_ASSIGNED TASK A_:
Copy out the passage of the article on the USNS Comfort's Haiti mission that lies between "The hospital ship ran" and "and nonsurgical care.", inclusive.
_ASSIGNED TASK B_:
Write the next part of the article about the hospital ship Comfort leaving Haiti, picking up after its final sentence.

_EXCERPT PROVIDED_:

────

American Forces Press Service
March 9, 2010 - The hospital ship USNS Comfort will leave Haiti tomorrow, as U.S. Southern Command officials have determined its crew has completed its humanitarian relief mission in the aftermath of the Jan. 12 earthquake that devastated the Caribbean nation. Medical facilities and field hospitals in Haiti have assumed a greater role in addressing the health-care needs of Haitians, and the need for urgent, life-saving medical care steadily declined, officials explained.
"Over the last 10 days, we've seen over a 65 percent reduction in patients on board the [Comfort], as they have been appropriately transferred to local hospitals for follow-on care," Army Col. (Dr.) Jennifer Menetrez, Joint Task Force Haiti's command surgeon, said during a "DoDLive" bloggers roundtable March 4. The last patient treated for earthquake-related injuries aboard the Comfort was discharged from the ship on Feb. 27, Menetrez added.
The hospital ship began supporting humanitarian relief efforts in Haiti after receiving its first patients a day before anchoring off Port-au-Prince on Jan. 20. Over the course of seven weeks, the ship's U.S military and civilian medical personnel treated 871 patients, receiving one patient every six to nine minutes at the height of the recovery effort, officials said.
Comfort's medical staff also performed 843 surgeries aboard the ship during the mission, treating more than 540 critically injured earthquake survivors within the first 10 days.
The hospital ship ran 10 operating rooms at full capacity to care for injured Haitian and U.S. earthquake survivors requiring surgical care. Comfort's medics also treated U.S. and international military personnel transferred to the ship by physicians on the ground for surgical and nonsurgical care.

────

_DATA FOR ANALYSIS_:
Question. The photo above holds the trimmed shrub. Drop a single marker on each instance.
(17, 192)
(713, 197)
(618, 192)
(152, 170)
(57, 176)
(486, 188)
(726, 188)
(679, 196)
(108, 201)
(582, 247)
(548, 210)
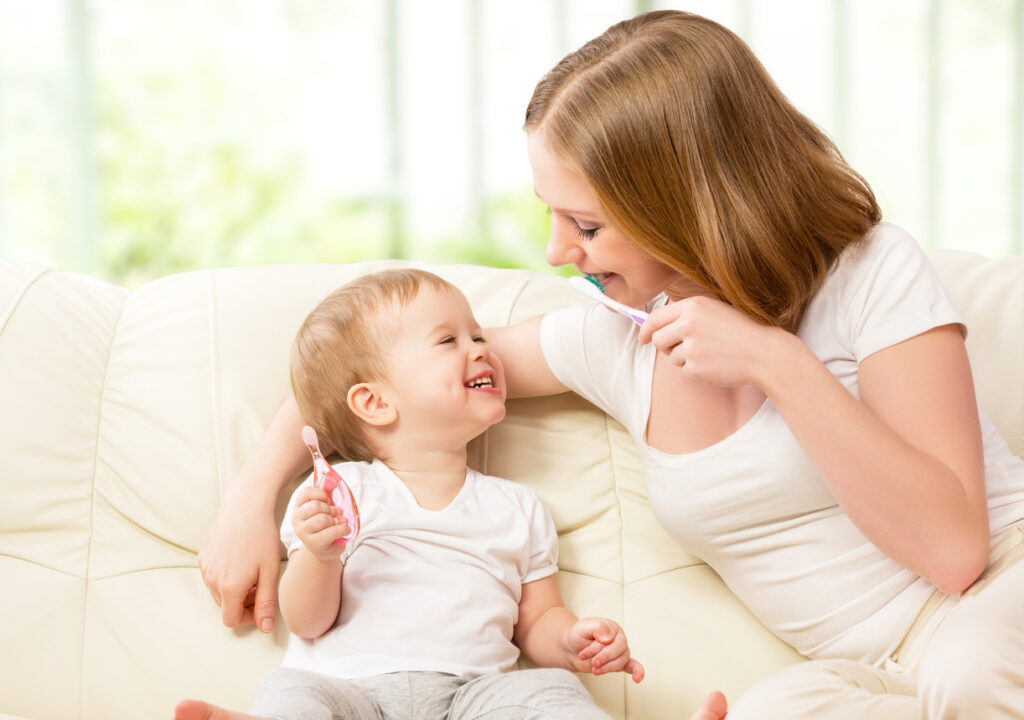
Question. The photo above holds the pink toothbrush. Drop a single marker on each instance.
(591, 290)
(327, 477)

────

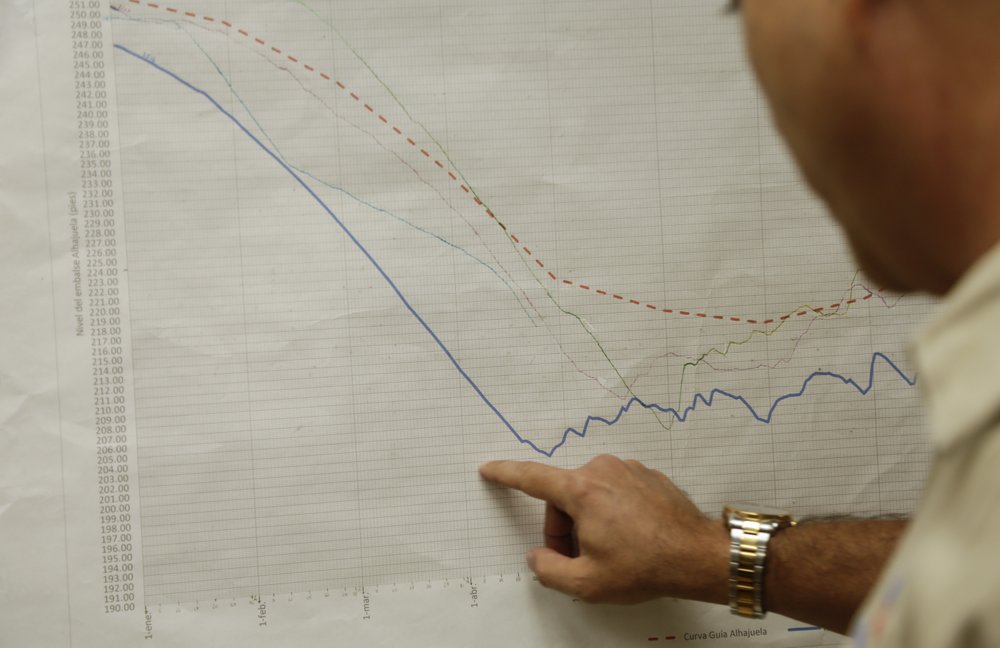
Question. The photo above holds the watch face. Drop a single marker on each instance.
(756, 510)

────

_WRITTEN RESPONSE A_:
The hospital ship ran 10 operating rooms at full capacity to care for injured Haitian and U.S. earthquake survivors requiring surgical care. Comfort's medics also treated U.S. and international military personnel transferred to the ship by physicians on the ground for surgical and nonsurgical care.

_WRITTEN RESPONSE B_:
Volunteer experts from the Orthopedic Trauma Association, Project Hope, Operation Smile, National Nurses United, Johns Hopkins Emergency Medicine and other nongovernmental organizations provided the ship's medical team with orthopedic trauma, surgical, nursing and anesthesia support.
"We are immensely proud of the contributions made by everyone who helped treat critically injured earthquake survivors aboard [the] Comfort," said Air Force Gen. Douglas Fraser, commander of U.S. Southern Command. "Their efforts saved the lives of many patients and helped everyone treated begin the important process of recovery.
"Their rapid response and contribution to the international relief efforts in Haiti helped the country overcome an urgent medical crisis at a time when access to surgical care on the ground was very limited," the general added.
Comfort's crew worked closely with Haiti's health ministry and health care professionals from the U.S. Agency for International Development, international relief organizations and nongovernmental organizations to secure follow-on care for patients in recovery.
By early February, as relief efforts in the areas near the earthquake's epicenter gained momentum and medical treatment facilities began or resumed operations in those areas, the numbers of patients with earthquake-related injuries arriving aboard Comfort gradually declined. By Feb. 28, Comfort was no longer treating patients with earthquake-related injuries, officials said.
Comfort is scheduled to return to its home port in Baltimore on March 14.
USNS Comfort previously deployed here for 12 days in April as part of Operation Continuing Promise 2009 -- a four-month humanitarian and civic assistance deployment to seven countries in the Caribbean and in Central and South America. During the Haiti segment of the mission, Comfort's medical staff treated 6,731 patients, performed 161 surgeries and filled 15,504 prescriptions.